----- Extract to read

Evals: The Discipline That Separates AI Hobbyists from Builders
Without evals you're guessing. Here's how to build a useful eval harness in under a day.
An eval is a test for an LLM call: inputs, expected behavior, automated grading. Without it, every prompt change is folklore — "I think this works better" with no proof. With it, you can ship LLM features the same way you ship any other software.
The three-tier eval pyramid
- Deterministic checks — string match, JSON schema validation, regex, code execution. Fast, free, catches the obvious. Should be ~70% of your evals.
- LLM-as-judge — use a stronger model (e.g. GPT-4o judging GPT-4o-mini output) to grade subjective qualities like tone, helpfulness, factuality. Run on every PR.
- Human review queue — sample 1–5% of production traffic into a labeling tool. The ground truth that grounds the other two tiers.
The minimum viable harness
You can stand this up in one day:
- A JSON file of 50 input/expected-output pairs.
- A script that runs the prompt against each input, calls the grader, and outputs a pass/fail summary.
- A CI job that blocks merges if pass rate drops more than 2 points from baseline.

----------
----- Dataset

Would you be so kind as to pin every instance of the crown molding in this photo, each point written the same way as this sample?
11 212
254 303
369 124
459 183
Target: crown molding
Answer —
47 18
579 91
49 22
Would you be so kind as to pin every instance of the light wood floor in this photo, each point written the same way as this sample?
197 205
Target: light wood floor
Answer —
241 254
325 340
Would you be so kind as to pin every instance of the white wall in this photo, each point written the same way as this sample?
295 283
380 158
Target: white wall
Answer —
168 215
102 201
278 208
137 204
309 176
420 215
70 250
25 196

----------
----- Dataset

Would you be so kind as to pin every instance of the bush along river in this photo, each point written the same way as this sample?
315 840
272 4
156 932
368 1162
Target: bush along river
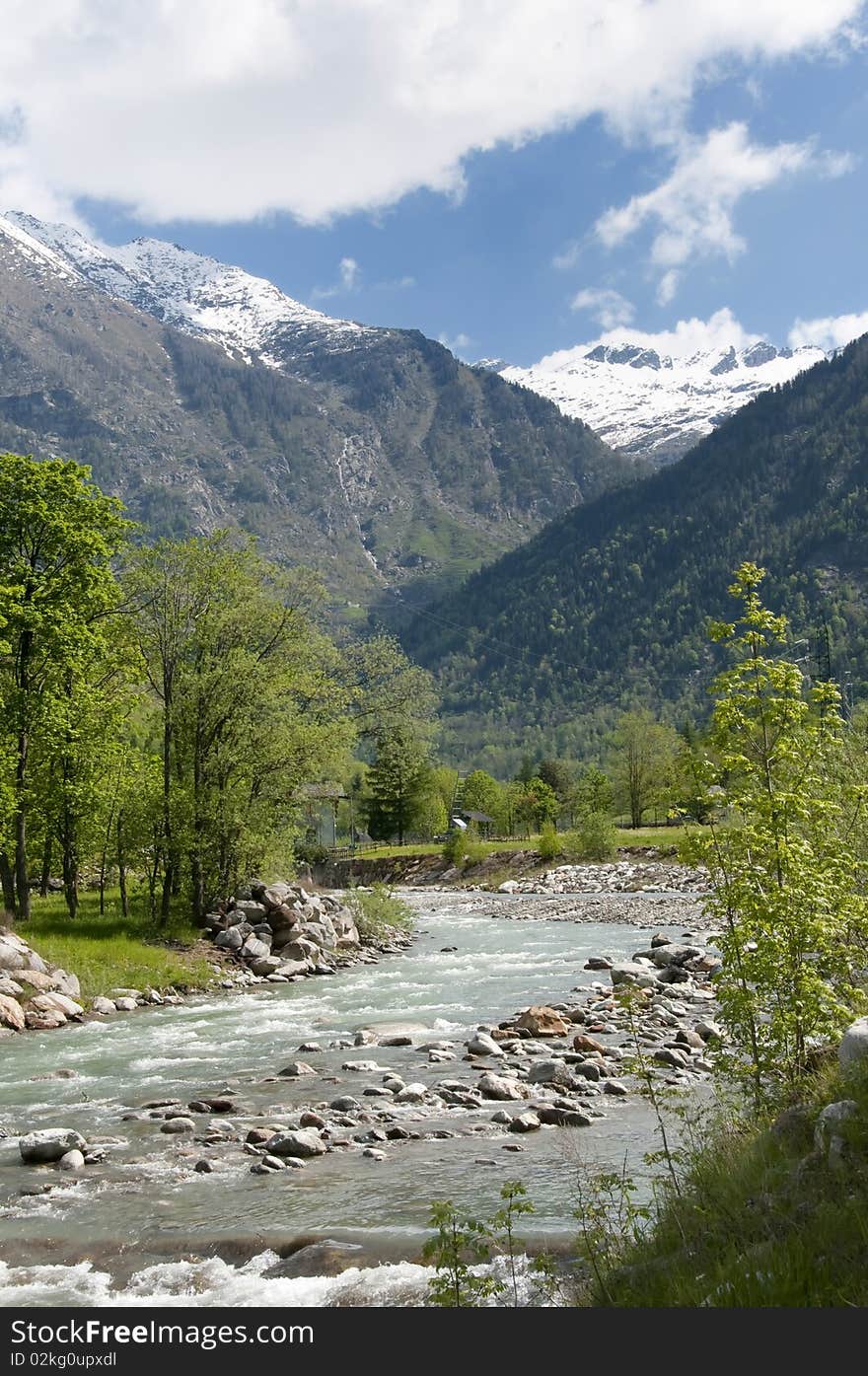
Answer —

----------
----- Dataset

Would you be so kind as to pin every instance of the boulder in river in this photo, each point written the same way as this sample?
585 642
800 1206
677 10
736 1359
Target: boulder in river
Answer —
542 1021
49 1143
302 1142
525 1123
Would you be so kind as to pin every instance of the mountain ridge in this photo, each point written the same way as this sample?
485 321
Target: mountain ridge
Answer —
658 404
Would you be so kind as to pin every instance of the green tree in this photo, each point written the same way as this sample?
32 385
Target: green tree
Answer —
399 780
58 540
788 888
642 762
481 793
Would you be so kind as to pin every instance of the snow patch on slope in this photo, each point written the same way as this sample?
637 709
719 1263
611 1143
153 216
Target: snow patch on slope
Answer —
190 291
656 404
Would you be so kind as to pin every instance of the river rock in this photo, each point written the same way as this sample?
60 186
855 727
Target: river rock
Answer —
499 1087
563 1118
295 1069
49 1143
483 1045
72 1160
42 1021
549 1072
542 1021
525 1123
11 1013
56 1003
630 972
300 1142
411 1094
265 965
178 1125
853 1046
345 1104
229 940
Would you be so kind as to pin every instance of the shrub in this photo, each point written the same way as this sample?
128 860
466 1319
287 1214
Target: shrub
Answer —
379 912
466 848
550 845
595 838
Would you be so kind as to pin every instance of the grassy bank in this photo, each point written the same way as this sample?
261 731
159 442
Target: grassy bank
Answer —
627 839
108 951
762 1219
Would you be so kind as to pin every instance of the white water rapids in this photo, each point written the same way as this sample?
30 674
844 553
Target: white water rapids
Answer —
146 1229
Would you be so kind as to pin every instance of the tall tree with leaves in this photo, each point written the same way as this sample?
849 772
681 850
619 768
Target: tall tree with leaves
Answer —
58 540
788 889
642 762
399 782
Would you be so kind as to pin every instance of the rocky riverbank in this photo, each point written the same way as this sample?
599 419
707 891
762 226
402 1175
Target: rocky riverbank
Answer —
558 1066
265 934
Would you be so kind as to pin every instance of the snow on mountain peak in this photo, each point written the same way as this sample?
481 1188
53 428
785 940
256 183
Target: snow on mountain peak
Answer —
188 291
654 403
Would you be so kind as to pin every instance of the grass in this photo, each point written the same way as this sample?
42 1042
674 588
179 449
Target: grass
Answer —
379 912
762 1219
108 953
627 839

----------

> **Check your understanding**:
**a.** In the evals article, what role does the human review queue play? Answer in one to three sentences.
**b.** Pick up the article on evals from its last line and keep writing.

> **Your responses**:
**a.** The human review queue samples 1–5% of production traffic into a labeling tool. This supplies the ground truth that grounds the other two tiers, deterministic checks and LLM-as-judge.

**b.**
That's it. Frameworks like Promptfoo, Phoenix, Langfuse, and OpenAI's Evals add UX and dashboards on top. Pick one when you've outgrown the JSON file.
What to actually measure
For most production LLM features, the metrics that matter are: tool-call correctness, structured-output schema compliance, refusal appropriateness, factual accuracy on a closed set, and latency p95. Skip vibes-based metrics until you've nailed these.
The hidden ROI
Evals are the single best onboarding tool for new engineers. A new hire can ship prompt changes confidently in week one because the harness will catch regressions. Without evals, every prompt change requires the original author's intuition.
Bottom line
If you have an LLM in production without evals, you don't have a product — you have a science experiment. Fix it this sprint.